* _PROBLEM_: Please return the material exactly; leave no entry out.

Top of RECORDED INFORMATION

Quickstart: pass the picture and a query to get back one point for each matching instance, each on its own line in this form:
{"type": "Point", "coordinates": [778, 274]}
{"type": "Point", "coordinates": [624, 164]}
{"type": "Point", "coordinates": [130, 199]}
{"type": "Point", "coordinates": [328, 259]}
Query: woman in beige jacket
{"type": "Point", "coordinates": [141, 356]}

Bottom of RECORDED INFORMATION

* _TASK ANSWER_:
Quickstart: pass the picture and a query to get back one point for each matching instance, each on its own line in this form:
{"type": "Point", "coordinates": [778, 274]}
{"type": "Point", "coordinates": [624, 164]}
{"type": "Point", "coordinates": [130, 199]}
{"type": "Point", "coordinates": [328, 259]}
Query: woman in beige jacket
{"type": "Point", "coordinates": [141, 356]}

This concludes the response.